*YOUR INSTRUCTIONS*
Copy the following entries back without any changes.

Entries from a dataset
__________________________________________________
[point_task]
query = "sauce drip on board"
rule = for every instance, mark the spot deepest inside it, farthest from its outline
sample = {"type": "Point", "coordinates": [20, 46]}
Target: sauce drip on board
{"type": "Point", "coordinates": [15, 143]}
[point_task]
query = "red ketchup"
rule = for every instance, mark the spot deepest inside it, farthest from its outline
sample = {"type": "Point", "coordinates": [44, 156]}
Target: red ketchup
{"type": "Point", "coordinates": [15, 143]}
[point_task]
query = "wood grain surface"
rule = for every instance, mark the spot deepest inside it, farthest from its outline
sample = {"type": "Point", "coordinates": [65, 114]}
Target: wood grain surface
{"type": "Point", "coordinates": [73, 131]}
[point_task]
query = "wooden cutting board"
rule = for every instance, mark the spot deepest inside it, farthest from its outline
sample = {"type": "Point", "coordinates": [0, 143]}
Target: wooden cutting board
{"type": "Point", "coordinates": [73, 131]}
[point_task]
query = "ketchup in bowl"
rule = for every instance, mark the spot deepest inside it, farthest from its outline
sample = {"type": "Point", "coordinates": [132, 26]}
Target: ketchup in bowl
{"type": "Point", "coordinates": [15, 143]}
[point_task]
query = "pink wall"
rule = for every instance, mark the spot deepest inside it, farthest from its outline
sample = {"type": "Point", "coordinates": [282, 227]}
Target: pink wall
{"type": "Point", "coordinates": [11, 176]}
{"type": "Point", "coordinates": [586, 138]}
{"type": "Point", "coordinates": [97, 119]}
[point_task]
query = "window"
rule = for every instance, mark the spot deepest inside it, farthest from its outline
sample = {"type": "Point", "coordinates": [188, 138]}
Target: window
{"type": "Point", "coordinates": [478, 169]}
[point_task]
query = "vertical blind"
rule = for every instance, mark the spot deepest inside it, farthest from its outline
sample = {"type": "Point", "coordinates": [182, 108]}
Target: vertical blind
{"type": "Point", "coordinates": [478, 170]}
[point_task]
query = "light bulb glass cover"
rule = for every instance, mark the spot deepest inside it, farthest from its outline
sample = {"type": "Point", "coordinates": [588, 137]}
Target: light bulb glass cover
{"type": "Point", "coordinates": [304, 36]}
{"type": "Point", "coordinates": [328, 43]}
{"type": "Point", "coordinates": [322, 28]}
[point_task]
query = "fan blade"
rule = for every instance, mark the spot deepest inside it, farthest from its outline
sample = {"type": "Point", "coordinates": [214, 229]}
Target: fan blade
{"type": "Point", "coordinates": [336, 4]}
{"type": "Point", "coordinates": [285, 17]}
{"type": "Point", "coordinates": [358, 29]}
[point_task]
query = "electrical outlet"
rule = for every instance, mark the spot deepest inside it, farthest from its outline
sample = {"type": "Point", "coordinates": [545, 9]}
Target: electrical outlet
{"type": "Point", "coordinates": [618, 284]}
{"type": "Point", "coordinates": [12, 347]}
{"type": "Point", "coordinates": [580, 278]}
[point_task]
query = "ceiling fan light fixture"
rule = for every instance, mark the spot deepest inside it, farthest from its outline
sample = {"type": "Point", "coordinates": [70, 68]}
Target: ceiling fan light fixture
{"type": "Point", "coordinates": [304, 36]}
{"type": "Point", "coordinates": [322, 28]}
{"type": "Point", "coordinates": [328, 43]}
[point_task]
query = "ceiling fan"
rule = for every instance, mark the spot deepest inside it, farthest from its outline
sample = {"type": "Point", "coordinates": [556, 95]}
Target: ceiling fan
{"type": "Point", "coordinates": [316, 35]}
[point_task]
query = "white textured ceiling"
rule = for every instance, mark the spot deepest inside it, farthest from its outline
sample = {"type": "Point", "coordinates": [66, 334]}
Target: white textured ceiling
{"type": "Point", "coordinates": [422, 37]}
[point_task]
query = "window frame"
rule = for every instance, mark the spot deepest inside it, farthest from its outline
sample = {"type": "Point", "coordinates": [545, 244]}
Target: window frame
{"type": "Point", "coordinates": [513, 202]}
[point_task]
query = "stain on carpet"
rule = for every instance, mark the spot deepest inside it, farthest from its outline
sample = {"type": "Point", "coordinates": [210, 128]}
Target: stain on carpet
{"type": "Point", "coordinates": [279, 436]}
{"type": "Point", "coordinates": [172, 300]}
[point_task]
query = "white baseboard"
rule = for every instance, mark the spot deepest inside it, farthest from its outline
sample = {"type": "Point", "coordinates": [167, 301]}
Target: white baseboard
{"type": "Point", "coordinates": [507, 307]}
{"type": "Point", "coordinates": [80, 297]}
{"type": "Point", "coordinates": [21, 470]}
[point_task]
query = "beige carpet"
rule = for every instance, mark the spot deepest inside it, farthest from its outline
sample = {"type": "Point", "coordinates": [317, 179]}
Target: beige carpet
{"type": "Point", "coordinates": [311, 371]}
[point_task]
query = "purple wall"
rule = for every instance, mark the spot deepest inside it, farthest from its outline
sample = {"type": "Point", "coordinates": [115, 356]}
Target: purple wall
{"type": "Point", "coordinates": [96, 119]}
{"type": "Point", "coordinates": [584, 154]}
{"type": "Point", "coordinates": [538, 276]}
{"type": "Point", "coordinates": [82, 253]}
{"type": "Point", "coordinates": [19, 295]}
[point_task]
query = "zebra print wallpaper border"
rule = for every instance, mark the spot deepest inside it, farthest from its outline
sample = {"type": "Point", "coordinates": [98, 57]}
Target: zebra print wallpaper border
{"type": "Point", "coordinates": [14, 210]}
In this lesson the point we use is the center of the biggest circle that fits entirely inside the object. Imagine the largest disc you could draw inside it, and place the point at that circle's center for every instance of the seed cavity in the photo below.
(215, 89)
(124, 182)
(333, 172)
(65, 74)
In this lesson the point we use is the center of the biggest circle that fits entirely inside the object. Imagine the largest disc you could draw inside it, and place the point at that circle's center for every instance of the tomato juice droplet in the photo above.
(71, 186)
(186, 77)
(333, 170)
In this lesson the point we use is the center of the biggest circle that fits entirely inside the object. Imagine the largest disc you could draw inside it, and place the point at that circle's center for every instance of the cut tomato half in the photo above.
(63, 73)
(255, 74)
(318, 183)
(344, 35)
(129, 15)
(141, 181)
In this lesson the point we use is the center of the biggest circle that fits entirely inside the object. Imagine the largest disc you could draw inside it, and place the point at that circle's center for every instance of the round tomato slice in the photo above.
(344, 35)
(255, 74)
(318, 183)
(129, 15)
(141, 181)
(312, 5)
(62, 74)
__________________________________________________
*ANSWER BELOW*
[point_task]
query = "sauce drip on board"
rule = for every instance, mark the spot deepest inside it, farthest from its outline
sample = {"type": "Point", "coordinates": [20, 46]}
Target: sauce drip on board
{"type": "Point", "coordinates": [15, 143]}
[point_task]
query = "red ketchup"
rule = for every instance, mark the spot deepest inside it, farthest from its outline
sample = {"type": "Point", "coordinates": [44, 156]}
Target: red ketchup
{"type": "Point", "coordinates": [15, 143]}
[point_task]
query = "wood grain surface"
rule = for every instance, mark the spot deepest inside it, farthest from its outline
sample = {"type": "Point", "coordinates": [65, 114]}
Target: wood grain surface
{"type": "Point", "coordinates": [73, 131]}
[point_task]
query = "wooden cutting board"
rule = for every instance, mark the spot deepest inside it, farthest from its outline
sample = {"type": "Point", "coordinates": [0, 143]}
Target: wooden cutting board
{"type": "Point", "coordinates": [73, 131]}
[point_task]
query = "ketchup in bowl"
rule = for every instance, mark the spot deepest inside it, farthest from its outline
sample = {"type": "Point", "coordinates": [132, 26]}
Target: ketchup in bowl
{"type": "Point", "coordinates": [15, 143]}
[point_task]
query = "pink wall"
rule = for every instance, mark the spot deepest inside it, farthest from its outline
sample = {"type": "Point", "coordinates": [282, 227]}
Target: pink wall
{"type": "Point", "coordinates": [11, 176]}
{"type": "Point", "coordinates": [586, 138]}
{"type": "Point", "coordinates": [97, 119]}
[point_task]
query = "window"
rule = for every instance, mark the spot deepest inside it, farthest from its outline
sample = {"type": "Point", "coordinates": [188, 138]}
Target: window
{"type": "Point", "coordinates": [478, 169]}
[point_task]
query = "vertical blind"
rule = for every instance, mark the spot deepest inside it, farthest from its outline
sample = {"type": "Point", "coordinates": [182, 108]}
Target: vertical blind
{"type": "Point", "coordinates": [478, 170]}
[point_task]
query = "light bulb glass cover"
rule = for every instance, mark the spot deepest inside it, farthest from its outline
sample = {"type": "Point", "coordinates": [588, 137]}
Target: light bulb glass cover
{"type": "Point", "coordinates": [304, 36]}
{"type": "Point", "coordinates": [328, 43]}
{"type": "Point", "coordinates": [322, 28]}
[point_task]
query = "fan blade"
rule = for every instance, mark the spot deepest inside it, farthest from its outline
sample = {"type": "Point", "coordinates": [214, 229]}
Target: fan blade
{"type": "Point", "coordinates": [336, 4]}
{"type": "Point", "coordinates": [285, 17]}
{"type": "Point", "coordinates": [358, 29]}
[point_task]
query = "electrical outlet"
rule = for every instance, mark the spot deepest inside it, farthest from its outline
sample = {"type": "Point", "coordinates": [545, 9]}
Target: electrical outlet
{"type": "Point", "coordinates": [618, 284]}
{"type": "Point", "coordinates": [12, 347]}
{"type": "Point", "coordinates": [580, 278]}
[point_task]
query = "ceiling fan light fixture"
rule = for every instance, mark the spot deepest inside it, farthest from its outline
sample = {"type": "Point", "coordinates": [70, 68]}
Target: ceiling fan light fixture
{"type": "Point", "coordinates": [304, 36]}
{"type": "Point", "coordinates": [322, 28]}
{"type": "Point", "coordinates": [328, 43]}
[point_task]
query = "ceiling fan"
rule = for every instance, mark the spot deepest inside it, farthest from its outline
sample = {"type": "Point", "coordinates": [556, 95]}
Target: ceiling fan
{"type": "Point", "coordinates": [316, 35]}
[point_task]
query = "white textured ceiling"
rule = for every instance, mark the spot deepest inside it, farthest from its outline
sample = {"type": "Point", "coordinates": [66, 334]}
Target: white textured ceiling
{"type": "Point", "coordinates": [422, 37]}
[point_task]
query = "window frame"
rule = for every instance, mark the spot deepest inside it, farthest from its outline
sample = {"type": "Point", "coordinates": [545, 244]}
Target: window frame
{"type": "Point", "coordinates": [513, 202]}
[point_task]
query = "stain on carpet"
rule = for every instance, mark the spot deepest inside it, farthest from its outline
sample = {"type": "Point", "coordinates": [210, 128]}
Target: stain on carpet
{"type": "Point", "coordinates": [279, 436]}
{"type": "Point", "coordinates": [172, 300]}
[point_task]
query = "white baseboard"
rule = for every instance, mark the spot deepest inside it, farthest from its outline
sample = {"type": "Point", "coordinates": [167, 301]}
Target: white baseboard
{"type": "Point", "coordinates": [507, 307]}
{"type": "Point", "coordinates": [80, 297]}
{"type": "Point", "coordinates": [21, 470]}
[point_task]
query = "beige carpet"
rule = for every instance, mark the spot deepest inside it, farthest from its outline
sample = {"type": "Point", "coordinates": [317, 179]}
Target: beige carpet
{"type": "Point", "coordinates": [311, 371]}
[point_task]
query = "purple wall"
rule = for every instance, mark the spot deepest inside it, farthest from its outline
sample = {"type": "Point", "coordinates": [115, 356]}
Target: purple wall
{"type": "Point", "coordinates": [96, 119]}
{"type": "Point", "coordinates": [584, 154]}
{"type": "Point", "coordinates": [538, 276]}
{"type": "Point", "coordinates": [82, 253]}
{"type": "Point", "coordinates": [19, 295]}
[point_task]
query = "zebra print wallpaper border"
rule = for every instance, mark the spot deepest inside it, farthest from its outline
sample = {"type": "Point", "coordinates": [98, 57]}
Target: zebra print wallpaper border
{"type": "Point", "coordinates": [14, 210]}
In this lesson the point we use is the center of the biggest circle that fits entirely inside the object. Imagine the largest disc you could draw inside it, and place the point at that circle's center for every instance of the seed cavity in the photo below.
(215, 89)
(124, 182)
(333, 172)
(65, 74)
In this lesson the point we use is the center of the biggest circle that fits entirely inside the object. Imagine the largest disc you could draw inside it, and place the point at that circle's center for every instance of the tomato juice droplet in the photo above.
(71, 186)
(186, 77)
(333, 170)
In this lesson the point we use is the center of the biggest circle that fits entirely inside the object. Imagine the largest disc you could draw inside it, and place the point at that circle's center for every instance of the cut tomato half in the photo above.
(63, 73)
(255, 74)
(318, 183)
(344, 35)
(129, 15)
(141, 181)
In this lesson the point we use is the center of the biggest circle that fits entirely inside the object. Imagine the largest disc you could draw inside it, and place the point at that circle's center for every instance of the round tomato slice in the photo above.
(344, 35)
(255, 74)
(318, 183)
(129, 15)
(141, 181)
(312, 5)
(62, 74)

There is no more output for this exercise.